**PROBLEM DETAILS**
Could you reproduce the news report on India's gold imports below, word for word and in full?

**PROVIDED PASSAGE**
================

06-04-2026 12:00:00 AM
FPJ News Service mumbai
India’s gold imports surged 28.73% to $69 billion during April-February FY26, driven by elevated prices of the precious metal, according to Commerce Ministry data.
Imports stood at $53.52 billion in the corresponding period of FY25. The sharp rise in gold imports has widened the country’s trade deficit to $310.60 billion during the 11-month period, compared with $261.80 billion a year earlier. Gold alone accounts for over 5% of India’s total imports, underscoring its significant impact on external balances. Domestic gold prices remain elevated at around ₹1,51,500 per 10 grams in Delhi, reflecting strong global trends. Switzerland continues to be the largest supplier, accounting for nearly 40% of imports, followed by the UAE at over 16% and South Africa at about 10%.
India, the world’s second-largest gold consumer after China, relies heavily on imports to meet demand from the jewellery sector. This, in turn, has implications for the current account deficit.
RBI data shows CAD rose to $13.2 billion, or 1.3% of GDP, in the December quarter, although it moderated to $30.1 billion in April-December FY26. Meanwhile, silver imports jumped 142.87% to $11.43 billion, driven by industrial demand from sectors such as electronics, automobiles and pharmaceuticals.

================

Data for grounding referring expressions
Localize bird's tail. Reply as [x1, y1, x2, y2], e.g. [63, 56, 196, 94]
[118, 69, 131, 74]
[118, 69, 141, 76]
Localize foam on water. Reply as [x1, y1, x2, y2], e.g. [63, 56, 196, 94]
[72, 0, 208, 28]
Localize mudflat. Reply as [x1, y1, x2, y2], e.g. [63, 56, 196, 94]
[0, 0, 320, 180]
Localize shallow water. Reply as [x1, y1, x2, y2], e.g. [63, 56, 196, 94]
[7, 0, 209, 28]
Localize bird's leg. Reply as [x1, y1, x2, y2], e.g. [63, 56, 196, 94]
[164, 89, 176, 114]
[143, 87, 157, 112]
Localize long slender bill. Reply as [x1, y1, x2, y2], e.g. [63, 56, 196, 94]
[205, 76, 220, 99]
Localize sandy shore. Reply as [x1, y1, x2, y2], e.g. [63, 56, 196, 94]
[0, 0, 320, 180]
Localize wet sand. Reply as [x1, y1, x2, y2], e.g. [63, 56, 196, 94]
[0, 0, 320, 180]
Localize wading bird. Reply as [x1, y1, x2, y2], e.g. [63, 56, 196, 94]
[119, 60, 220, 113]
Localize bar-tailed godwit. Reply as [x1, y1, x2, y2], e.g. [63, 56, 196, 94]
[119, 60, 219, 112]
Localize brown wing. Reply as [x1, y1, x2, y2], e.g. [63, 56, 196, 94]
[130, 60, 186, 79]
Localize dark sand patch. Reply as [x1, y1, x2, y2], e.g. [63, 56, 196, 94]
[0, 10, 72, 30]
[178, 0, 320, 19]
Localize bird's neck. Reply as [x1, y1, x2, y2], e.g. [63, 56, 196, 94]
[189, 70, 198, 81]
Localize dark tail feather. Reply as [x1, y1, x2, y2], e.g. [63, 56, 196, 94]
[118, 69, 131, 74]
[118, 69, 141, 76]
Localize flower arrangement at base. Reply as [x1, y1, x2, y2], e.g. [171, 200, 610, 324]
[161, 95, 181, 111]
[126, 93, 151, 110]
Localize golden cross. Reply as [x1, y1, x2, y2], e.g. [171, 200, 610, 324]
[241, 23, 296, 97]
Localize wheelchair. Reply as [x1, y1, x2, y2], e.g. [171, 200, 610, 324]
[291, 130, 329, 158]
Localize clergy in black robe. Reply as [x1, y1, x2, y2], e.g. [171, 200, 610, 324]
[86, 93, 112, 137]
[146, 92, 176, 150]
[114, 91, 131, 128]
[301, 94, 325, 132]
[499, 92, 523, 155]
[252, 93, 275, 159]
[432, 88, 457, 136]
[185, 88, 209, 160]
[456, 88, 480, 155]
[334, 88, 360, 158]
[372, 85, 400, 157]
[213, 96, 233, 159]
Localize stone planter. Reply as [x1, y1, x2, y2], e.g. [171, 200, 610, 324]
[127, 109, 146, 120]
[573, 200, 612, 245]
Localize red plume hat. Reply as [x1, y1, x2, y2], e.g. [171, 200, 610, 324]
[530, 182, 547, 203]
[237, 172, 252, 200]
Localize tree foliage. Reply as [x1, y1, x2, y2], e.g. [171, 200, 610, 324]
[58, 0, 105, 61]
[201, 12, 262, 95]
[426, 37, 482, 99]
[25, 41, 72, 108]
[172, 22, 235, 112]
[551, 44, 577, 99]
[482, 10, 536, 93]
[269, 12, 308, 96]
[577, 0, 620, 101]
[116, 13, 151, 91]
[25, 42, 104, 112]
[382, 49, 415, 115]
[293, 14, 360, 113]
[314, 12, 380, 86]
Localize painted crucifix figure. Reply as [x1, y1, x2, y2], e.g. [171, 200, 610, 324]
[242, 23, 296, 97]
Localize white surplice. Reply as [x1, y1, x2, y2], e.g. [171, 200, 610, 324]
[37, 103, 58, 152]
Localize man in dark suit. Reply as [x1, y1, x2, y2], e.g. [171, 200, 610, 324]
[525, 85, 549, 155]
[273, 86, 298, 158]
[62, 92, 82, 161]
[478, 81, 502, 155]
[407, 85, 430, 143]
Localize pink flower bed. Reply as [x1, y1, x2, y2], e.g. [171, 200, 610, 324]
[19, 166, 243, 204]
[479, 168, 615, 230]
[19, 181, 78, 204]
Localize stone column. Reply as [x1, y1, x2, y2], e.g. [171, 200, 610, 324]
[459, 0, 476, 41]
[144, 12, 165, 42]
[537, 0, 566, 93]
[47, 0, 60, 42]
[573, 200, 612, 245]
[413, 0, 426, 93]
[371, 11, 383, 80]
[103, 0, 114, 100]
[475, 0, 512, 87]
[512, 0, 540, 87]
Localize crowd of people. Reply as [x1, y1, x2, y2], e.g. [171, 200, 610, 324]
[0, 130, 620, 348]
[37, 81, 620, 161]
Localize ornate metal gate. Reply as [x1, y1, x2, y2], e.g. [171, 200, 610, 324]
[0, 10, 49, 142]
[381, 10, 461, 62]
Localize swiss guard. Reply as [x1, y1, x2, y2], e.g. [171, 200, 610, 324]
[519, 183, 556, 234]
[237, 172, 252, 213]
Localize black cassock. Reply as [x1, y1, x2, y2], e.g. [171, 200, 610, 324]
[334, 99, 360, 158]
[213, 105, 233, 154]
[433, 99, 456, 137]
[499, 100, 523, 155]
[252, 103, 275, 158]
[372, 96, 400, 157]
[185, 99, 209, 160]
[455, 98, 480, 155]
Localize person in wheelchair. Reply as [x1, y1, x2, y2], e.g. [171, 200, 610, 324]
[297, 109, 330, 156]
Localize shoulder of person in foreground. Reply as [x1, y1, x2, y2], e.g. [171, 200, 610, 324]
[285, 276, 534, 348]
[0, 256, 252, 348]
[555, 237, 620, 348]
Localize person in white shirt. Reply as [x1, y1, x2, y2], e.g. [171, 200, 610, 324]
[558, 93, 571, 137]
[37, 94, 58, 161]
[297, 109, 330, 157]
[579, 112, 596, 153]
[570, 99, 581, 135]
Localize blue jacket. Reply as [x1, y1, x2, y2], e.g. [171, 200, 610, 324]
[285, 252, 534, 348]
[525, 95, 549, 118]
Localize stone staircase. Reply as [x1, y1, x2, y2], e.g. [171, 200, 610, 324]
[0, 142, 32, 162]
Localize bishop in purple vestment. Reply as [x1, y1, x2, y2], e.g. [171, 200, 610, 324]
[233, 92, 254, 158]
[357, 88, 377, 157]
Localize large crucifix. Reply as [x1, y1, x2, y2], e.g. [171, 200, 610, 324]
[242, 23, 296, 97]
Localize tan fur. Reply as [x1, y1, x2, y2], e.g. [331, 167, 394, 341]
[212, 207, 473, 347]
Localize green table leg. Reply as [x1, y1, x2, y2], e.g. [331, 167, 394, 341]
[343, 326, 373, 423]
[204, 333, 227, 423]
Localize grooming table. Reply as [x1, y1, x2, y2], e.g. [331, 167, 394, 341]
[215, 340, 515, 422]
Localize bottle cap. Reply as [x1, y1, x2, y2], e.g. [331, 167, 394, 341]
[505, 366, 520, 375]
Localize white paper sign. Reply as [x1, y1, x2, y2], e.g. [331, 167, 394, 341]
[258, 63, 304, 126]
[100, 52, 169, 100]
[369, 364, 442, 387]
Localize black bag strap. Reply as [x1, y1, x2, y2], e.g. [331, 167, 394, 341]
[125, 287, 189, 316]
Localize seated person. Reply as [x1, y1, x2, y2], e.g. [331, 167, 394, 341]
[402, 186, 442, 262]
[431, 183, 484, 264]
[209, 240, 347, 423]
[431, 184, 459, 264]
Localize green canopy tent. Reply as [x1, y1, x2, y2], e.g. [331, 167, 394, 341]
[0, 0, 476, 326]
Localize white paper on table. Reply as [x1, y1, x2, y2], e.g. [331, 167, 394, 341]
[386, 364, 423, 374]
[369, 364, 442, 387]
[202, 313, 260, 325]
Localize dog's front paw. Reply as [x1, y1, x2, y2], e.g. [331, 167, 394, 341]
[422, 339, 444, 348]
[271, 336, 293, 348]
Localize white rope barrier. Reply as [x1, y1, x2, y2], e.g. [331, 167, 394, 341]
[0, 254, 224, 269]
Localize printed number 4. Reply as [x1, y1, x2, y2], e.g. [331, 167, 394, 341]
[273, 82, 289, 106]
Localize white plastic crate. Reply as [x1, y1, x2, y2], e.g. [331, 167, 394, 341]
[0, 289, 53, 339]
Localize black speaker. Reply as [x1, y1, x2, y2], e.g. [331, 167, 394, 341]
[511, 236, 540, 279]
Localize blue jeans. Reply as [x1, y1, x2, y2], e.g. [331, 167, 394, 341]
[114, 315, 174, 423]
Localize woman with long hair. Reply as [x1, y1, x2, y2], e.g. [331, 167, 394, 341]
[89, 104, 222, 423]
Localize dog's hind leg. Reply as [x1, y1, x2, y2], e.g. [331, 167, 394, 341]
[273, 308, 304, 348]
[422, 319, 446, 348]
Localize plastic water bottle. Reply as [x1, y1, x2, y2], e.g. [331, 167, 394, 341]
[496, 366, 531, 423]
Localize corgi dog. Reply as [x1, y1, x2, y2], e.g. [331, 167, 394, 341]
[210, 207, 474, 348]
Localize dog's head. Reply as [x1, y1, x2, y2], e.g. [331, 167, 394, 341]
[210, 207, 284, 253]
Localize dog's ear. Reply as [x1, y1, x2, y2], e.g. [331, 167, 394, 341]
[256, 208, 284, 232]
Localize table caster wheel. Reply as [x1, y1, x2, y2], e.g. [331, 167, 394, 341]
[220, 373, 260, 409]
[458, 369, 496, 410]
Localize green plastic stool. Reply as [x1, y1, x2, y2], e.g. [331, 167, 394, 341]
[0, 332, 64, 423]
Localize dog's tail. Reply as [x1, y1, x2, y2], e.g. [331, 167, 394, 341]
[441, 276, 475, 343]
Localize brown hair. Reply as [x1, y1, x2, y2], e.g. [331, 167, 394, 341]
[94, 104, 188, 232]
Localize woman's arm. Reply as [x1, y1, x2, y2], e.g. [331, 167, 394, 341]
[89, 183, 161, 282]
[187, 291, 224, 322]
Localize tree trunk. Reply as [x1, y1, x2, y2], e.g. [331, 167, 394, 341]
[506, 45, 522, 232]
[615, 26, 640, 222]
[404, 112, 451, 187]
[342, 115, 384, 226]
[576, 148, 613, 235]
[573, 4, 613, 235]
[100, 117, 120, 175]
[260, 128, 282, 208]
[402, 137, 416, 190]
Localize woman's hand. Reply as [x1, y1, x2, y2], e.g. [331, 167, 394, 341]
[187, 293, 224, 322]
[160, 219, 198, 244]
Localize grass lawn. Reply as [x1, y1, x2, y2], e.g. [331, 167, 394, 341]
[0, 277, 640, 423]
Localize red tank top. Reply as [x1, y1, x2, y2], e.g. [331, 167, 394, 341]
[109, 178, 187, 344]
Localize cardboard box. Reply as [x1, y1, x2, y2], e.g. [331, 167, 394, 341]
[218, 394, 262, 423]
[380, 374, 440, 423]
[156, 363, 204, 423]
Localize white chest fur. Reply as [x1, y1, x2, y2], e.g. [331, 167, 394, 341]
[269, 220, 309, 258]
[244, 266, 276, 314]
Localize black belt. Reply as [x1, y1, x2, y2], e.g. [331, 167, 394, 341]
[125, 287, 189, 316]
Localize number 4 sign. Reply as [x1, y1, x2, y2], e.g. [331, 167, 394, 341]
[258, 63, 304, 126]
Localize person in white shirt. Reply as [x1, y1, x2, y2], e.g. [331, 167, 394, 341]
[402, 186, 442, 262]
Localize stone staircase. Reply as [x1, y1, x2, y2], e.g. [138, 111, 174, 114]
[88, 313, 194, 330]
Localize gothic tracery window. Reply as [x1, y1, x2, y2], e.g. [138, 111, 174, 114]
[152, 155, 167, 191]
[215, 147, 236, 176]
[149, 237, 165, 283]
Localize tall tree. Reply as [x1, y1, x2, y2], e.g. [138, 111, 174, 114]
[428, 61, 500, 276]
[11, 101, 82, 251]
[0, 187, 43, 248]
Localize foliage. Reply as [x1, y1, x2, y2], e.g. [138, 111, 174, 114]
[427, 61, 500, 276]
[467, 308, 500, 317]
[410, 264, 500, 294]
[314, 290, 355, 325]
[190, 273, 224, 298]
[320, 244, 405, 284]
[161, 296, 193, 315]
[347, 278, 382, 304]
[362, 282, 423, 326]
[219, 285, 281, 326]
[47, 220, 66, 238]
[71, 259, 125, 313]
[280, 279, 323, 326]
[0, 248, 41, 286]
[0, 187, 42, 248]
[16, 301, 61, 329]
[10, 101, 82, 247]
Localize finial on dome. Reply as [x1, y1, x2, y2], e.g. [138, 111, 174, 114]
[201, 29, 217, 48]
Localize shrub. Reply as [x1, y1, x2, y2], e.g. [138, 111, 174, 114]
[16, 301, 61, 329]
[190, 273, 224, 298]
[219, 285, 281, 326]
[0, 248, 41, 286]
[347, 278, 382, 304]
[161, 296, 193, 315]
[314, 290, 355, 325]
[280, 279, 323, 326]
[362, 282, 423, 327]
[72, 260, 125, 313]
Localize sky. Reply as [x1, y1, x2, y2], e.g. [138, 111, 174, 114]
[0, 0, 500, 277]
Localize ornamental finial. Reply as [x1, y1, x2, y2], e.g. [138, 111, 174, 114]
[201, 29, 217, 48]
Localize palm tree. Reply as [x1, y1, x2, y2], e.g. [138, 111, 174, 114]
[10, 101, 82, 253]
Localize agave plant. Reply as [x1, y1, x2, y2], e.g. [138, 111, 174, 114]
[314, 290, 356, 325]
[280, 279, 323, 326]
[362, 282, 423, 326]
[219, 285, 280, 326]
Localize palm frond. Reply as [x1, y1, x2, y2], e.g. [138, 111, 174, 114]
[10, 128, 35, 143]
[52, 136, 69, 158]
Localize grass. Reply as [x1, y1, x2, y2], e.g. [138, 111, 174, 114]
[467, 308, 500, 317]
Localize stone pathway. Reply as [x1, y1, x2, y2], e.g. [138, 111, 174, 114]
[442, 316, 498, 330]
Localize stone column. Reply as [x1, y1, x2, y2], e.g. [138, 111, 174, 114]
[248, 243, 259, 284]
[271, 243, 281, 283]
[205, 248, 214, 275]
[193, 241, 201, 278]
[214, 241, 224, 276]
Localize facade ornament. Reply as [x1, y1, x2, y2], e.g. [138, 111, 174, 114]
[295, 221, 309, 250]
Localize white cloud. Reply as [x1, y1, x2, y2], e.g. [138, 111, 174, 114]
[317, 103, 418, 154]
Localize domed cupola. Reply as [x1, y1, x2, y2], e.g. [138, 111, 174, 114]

================

**RESPONSE TO THE EXERCISE**
06-04-2026 12:00:00 AM
FPJ News Service mumbai
India’s gold imports surged 28.73% to $69 billion during April-February FY26, driven by elevated prices of the precious metal, according to Commerce Ministry data.
Imports stood at $53.52 billion in the corresponding period of FY25. The sharp rise in gold imports has widened the country’s trade deficit to $310.60 billion during the 11-month period, compared with $261.80 billion a year earlier. Gold alone accounts for over 5% of India’s total imports, underscoring its significant impact on external balances. Domestic gold prices remain elevated at around ₹1,51,500 per 10 grams in Delhi, reflecting strong global trends. Switzerland continues to be the largest supplier, accounting for nearly 40% of imports, followed by the UAE at over 16% and South Africa at about 10%.
India, the world’s second-largest gold consumer after China, relies heavily on imports to meet demand from the jewellery sector. This, in turn, has implications for the current account deficit.
RBI data shows CAD rose to $13.2 billion, or 1.3% of GDP, in the December quarter, although it moderated to $30.1 billion in April-December FY26. Meanwhile, silver imports jumped 142.87% to $11.43 billion, driven by industrial demand from sectors such as electronics, automobiles and pharmaceuticals.